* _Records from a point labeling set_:
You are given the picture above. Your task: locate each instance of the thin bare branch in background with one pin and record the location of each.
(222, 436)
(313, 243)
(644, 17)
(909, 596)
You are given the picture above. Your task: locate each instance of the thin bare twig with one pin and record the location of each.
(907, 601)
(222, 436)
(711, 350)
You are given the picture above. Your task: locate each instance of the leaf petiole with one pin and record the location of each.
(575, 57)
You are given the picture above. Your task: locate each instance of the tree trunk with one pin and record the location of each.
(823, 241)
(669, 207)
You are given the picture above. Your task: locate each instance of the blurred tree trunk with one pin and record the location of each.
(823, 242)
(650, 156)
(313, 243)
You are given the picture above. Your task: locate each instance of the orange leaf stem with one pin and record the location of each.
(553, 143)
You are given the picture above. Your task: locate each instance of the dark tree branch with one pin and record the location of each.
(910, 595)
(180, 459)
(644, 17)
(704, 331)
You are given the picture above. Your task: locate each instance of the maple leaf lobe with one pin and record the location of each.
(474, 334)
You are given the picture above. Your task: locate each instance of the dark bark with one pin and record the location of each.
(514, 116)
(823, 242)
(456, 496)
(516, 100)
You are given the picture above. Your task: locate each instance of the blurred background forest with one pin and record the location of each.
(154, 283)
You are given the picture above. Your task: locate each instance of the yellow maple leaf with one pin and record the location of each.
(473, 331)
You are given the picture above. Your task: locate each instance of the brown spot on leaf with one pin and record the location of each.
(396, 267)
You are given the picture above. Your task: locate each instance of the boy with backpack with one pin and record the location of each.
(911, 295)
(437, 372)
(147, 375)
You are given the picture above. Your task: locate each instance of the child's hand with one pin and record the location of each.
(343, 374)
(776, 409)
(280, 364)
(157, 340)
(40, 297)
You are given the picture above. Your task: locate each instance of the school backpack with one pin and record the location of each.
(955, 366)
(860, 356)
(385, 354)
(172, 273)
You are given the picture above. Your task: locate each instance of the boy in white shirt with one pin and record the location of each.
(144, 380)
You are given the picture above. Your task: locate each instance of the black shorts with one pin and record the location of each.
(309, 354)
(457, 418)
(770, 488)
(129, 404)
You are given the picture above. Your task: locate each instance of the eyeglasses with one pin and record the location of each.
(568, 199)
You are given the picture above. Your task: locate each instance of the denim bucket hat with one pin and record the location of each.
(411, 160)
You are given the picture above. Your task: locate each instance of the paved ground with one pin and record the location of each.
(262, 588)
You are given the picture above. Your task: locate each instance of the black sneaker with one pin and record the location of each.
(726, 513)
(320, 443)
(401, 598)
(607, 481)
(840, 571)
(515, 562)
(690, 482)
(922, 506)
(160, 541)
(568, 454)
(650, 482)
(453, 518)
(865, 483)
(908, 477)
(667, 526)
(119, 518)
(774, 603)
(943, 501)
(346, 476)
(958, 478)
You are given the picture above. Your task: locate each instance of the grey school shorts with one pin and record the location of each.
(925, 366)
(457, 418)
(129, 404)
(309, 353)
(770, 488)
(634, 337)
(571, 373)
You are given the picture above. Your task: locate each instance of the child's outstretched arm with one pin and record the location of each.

* _Exercise instructions_: Please extract exactly, and only, the lines from the line containing "the black sneaker" through the last line of the records.

* _Solution below_:
You are given the picture above. Your task: locate each instance of the black sneaker with one pin and record the location of each.
(726, 513)
(320, 443)
(401, 598)
(607, 481)
(840, 571)
(515, 562)
(690, 482)
(922, 506)
(160, 541)
(568, 454)
(650, 482)
(453, 518)
(865, 483)
(908, 477)
(667, 526)
(119, 518)
(774, 603)
(943, 501)
(346, 476)
(958, 478)
You are given the picture above. Your task: locate each instance of the grey school shorts with one pin and record the location of each.
(925, 366)
(457, 418)
(129, 404)
(309, 353)
(770, 488)
(634, 337)
(571, 373)
You are given the picture above. Your task: locate each instance of the child's outstretched arm with one pin and record the location of each.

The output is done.